SOLICITUD » Convierte en una lista JSON de cadenas las líneas del listado de abajo, empezando por la que contiene "Per instance of the black helmet, set" y terminando en la que contiene "(1091, 518)", ambas incluidas. Pon una cadena por cada línea y omite las líneas en blanco.

Registros de identificación de posiciones

════

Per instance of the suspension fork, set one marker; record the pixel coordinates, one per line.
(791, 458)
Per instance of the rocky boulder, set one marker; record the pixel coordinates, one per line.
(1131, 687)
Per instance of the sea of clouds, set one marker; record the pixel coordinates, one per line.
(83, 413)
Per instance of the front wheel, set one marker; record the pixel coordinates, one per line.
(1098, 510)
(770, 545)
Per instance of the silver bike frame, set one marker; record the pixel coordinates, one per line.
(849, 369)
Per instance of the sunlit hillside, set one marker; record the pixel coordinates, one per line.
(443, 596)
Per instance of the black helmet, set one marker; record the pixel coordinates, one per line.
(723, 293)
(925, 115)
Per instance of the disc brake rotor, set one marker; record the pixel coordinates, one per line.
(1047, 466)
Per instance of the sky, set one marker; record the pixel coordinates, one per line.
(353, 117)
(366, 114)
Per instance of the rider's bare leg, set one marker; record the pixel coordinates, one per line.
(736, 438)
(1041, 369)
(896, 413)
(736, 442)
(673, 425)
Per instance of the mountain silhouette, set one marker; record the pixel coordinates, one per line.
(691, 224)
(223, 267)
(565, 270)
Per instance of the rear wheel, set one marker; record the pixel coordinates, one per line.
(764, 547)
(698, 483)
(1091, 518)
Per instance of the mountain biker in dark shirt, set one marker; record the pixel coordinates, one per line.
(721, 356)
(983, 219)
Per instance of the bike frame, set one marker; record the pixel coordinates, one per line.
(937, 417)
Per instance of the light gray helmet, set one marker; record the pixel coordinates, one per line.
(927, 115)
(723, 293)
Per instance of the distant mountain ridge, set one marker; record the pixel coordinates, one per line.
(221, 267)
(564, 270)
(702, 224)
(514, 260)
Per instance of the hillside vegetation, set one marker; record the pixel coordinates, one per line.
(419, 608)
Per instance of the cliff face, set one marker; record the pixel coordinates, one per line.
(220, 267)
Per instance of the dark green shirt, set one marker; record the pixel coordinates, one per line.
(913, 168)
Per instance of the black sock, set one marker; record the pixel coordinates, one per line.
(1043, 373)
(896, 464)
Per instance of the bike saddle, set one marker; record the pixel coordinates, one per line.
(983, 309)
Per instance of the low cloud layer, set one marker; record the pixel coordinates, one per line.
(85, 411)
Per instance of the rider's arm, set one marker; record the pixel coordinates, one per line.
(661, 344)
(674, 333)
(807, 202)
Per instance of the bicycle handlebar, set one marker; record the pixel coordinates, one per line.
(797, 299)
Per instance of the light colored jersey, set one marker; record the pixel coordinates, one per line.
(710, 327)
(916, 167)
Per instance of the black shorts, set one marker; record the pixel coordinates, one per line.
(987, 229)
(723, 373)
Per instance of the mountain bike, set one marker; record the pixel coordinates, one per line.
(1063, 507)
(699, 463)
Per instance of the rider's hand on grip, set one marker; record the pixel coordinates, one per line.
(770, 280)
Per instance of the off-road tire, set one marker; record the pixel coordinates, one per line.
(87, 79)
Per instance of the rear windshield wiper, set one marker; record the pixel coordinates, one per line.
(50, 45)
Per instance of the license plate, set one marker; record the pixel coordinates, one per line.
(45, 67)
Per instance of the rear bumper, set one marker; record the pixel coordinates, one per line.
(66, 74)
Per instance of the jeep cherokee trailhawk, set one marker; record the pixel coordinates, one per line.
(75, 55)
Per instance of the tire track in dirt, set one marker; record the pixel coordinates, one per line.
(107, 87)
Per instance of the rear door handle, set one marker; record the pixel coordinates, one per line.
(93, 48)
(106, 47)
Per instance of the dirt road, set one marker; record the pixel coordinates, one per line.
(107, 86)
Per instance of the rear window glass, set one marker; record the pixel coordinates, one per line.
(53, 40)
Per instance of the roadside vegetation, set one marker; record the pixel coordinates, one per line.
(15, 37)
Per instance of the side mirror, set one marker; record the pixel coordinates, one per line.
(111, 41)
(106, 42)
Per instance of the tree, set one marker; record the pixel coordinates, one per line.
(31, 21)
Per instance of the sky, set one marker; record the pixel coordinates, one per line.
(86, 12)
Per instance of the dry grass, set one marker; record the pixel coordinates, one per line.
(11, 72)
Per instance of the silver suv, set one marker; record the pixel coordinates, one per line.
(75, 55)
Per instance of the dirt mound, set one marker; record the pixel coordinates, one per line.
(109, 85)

════

RESPUESTA »
[
  "Per instance of the black helmet, set one marker; record the pixel coordinates, one per line.",
  "(723, 293)",
  "(925, 115)",
  "Per instance of the disc brake rotor, set one marker; record the pixel coordinates, one per line.",
  "(1047, 466)",
  "Per instance of the sky, set one marker; record the pixel coordinates, one per line.",
  "(353, 117)",
  "(366, 114)",
  "Per instance of the rider's bare leg, set one marker; record the pixel coordinates, one per line.",
  "(736, 438)",
  "(1041, 369)",
  "(896, 413)",
  "(736, 442)",
  "(673, 425)",
  "Per instance of the mountain silhouette, set one marker; record the pixel coordinates, one per line.",
  "(691, 224)",
  "(223, 267)",
  "(565, 270)",
  "Per instance of the rear wheel, set one marker; record the pixel coordinates, one per line.",
  "(764, 547)",
  "(698, 483)",
  "(1091, 518)"
]